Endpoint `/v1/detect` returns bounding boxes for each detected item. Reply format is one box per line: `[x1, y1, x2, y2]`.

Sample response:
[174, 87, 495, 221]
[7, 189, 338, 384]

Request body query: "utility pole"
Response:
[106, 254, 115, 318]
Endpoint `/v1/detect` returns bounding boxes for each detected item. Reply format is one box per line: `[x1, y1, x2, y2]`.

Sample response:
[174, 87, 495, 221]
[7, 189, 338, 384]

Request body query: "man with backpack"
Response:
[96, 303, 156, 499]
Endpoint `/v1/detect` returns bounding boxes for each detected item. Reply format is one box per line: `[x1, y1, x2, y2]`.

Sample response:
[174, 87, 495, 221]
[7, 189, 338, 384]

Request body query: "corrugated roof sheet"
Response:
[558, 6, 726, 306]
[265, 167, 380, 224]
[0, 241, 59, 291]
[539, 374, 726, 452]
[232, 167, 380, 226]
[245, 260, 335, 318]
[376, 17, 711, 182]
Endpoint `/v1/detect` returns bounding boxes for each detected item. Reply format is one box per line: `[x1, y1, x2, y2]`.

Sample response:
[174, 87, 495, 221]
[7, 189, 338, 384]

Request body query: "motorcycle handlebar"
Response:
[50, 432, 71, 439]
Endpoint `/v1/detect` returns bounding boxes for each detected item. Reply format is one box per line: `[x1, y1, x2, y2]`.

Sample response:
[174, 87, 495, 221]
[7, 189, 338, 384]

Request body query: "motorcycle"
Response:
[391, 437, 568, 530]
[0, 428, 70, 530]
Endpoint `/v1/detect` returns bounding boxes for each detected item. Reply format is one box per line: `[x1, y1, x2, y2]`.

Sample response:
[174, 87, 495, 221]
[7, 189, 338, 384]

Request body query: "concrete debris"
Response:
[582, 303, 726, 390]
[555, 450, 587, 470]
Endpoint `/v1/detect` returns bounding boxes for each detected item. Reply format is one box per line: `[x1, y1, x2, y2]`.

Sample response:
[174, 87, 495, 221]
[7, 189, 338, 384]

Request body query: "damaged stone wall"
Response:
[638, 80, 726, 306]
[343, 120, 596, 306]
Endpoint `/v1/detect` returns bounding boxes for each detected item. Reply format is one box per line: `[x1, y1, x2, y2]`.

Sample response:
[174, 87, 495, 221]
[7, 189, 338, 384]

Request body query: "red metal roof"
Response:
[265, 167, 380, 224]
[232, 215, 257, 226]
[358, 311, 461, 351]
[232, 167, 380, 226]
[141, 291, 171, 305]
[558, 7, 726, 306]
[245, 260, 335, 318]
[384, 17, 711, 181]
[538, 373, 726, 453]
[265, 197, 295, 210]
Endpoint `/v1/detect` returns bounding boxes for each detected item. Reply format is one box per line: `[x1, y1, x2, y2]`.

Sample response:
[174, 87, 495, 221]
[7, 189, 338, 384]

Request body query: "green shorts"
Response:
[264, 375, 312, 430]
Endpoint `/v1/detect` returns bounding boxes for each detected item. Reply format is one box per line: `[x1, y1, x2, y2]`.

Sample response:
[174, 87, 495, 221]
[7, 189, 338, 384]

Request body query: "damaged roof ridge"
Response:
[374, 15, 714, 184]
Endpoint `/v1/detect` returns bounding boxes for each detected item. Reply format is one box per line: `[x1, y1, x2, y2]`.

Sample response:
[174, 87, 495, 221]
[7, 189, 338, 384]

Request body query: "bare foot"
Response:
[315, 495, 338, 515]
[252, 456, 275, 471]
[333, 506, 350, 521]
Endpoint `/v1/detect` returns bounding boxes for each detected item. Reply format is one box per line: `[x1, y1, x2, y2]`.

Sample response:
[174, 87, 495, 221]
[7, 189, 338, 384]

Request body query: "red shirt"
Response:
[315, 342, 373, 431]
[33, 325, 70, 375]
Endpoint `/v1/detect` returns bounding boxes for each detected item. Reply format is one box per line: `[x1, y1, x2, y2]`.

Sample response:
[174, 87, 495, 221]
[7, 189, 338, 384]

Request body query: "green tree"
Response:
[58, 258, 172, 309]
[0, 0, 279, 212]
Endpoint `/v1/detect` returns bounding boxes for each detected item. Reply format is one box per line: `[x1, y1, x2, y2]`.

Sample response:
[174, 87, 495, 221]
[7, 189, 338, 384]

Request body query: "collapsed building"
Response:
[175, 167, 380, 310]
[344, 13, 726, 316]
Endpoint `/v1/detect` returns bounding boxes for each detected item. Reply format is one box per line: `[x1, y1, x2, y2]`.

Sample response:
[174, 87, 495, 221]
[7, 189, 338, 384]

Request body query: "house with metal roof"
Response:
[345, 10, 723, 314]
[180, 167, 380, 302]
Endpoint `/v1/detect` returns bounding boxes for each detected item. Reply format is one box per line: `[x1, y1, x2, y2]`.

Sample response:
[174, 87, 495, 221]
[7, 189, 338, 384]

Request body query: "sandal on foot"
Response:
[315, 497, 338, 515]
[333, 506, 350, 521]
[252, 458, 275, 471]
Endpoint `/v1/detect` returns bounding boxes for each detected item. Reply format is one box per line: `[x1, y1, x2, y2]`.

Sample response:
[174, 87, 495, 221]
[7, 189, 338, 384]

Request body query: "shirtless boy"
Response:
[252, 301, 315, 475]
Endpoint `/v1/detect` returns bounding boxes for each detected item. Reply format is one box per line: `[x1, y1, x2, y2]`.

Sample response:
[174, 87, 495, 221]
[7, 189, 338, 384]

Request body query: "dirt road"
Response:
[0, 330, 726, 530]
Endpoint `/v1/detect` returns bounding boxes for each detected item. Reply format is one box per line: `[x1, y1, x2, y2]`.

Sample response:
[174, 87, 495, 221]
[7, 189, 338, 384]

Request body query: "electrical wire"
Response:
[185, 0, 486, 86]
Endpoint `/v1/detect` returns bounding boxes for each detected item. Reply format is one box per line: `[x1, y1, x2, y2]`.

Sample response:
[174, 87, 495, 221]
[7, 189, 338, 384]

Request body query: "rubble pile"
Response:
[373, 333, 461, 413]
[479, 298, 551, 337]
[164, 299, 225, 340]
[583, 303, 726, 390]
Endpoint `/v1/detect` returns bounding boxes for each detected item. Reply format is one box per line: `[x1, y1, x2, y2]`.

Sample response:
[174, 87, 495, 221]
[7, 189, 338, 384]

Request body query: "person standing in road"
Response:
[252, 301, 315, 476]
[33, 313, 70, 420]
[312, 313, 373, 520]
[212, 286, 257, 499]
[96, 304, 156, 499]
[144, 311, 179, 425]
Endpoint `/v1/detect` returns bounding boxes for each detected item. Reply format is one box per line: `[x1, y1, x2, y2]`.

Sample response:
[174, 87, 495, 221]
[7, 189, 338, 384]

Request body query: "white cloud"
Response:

§ Directive
Reproduce the items verbatim, starting at their first line and ending with the line that contains "[343, 120, 596, 306]", including both ends.

§ Solution below
Endpoint `/v1/detect` returns bounding boxes for each detected item. Reply format is one box per line: `[x1, y1, x2, y2]`.

Sample response:
[174, 87, 495, 221]
[7, 189, 338, 384]

Request body query: "utility pole"
Response:
[106, 254, 115, 318]
Endpoint `/v1/detect` returns bounding boxes for each detected item. Reply format is one box per line: `[x1, y1, x2, y2]`.

Sample response:
[174, 87, 495, 221]
[7, 189, 338, 384]

Request body query: "man with backpack"
Response:
[96, 303, 156, 499]
Endpoint `/v1/detect` returns bounding boxes for each detected item. Reply format is one box per line: `[x1, y1, x2, y2]`.

Sample response:
[174, 87, 495, 221]
[7, 189, 338, 384]

Request body query: "corrugated roof sheet"
Response:
[558, 6, 726, 306]
[265, 167, 380, 224]
[0, 241, 59, 291]
[539, 374, 726, 452]
[232, 167, 380, 226]
[245, 260, 335, 318]
[376, 17, 711, 182]
Endpoint `/v1/detect` returns bounding boxes for each detected item. Reply format is one box per line: `[x1, y1, x2, y2]`.

Sample response:
[174, 87, 495, 221]
[7, 189, 338, 384]

Request body query: "motorcycle handlebar"
Response:
[50, 432, 71, 439]
Endpoint `/v1/detect` returns bounding boxes for each detected item. Reply format is one box per line: `[x1, y1, x2, y2]`.

Sample response:
[174, 87, 495, 221]
[7, 189, 338, 384]

Request body query: "motorcycle"
Response:
[391, 437, 568, 530]
[0, 428, 70, 530]
Endpoint `/v1/detect` returns bounding boxes for each detected item. Reply format is one box per line: `[x1, y1, x2, y2]`.

Sample response:
[174, 87, 495, 221]
[7, 189, 338, 384]

Request body query: "concrete debris"
Response:
[582, 303, 726, 390]
[555, 450, 587, 470]
Endpoint `/v1/detect` returns bounding boxes for each detected item. Reply format is one box per line: `[x1, y1, x2, y2]`.

Sample response:
[174, 87, 495, 221]
[7, 189, 338, 384]

Request body query: "damaged stone wall"
Response:
[638, 80, 726, 306]
[343, 120, 596, 306]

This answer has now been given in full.